■ Data to process
»»
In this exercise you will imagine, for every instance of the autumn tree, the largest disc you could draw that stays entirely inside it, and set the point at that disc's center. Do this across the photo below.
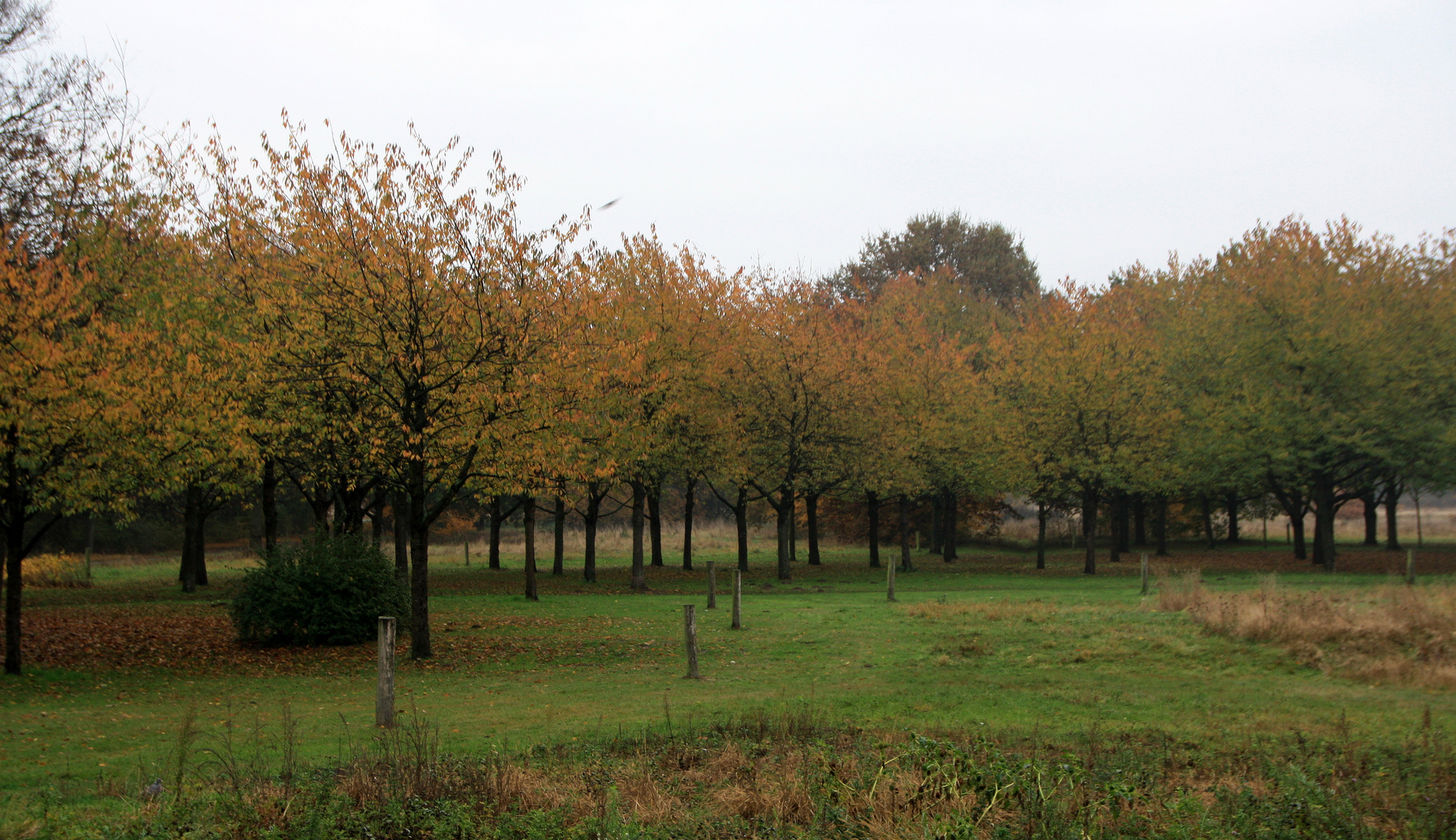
(1086, 382)
(429, 297)
(788, 387)
(1314, 359)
««
■ Set exercise
Copy the data above word for word, leaving out the picture.

■ Finished answer
In this exercise you will imagine, for every instance of the autumn tree, the largest disc you could draw that stays entirely inside it, and set the point at that disc's center. Do this across the photo below.
(1086, 382)
(429, 297)
(788, 387)
(1314, 359)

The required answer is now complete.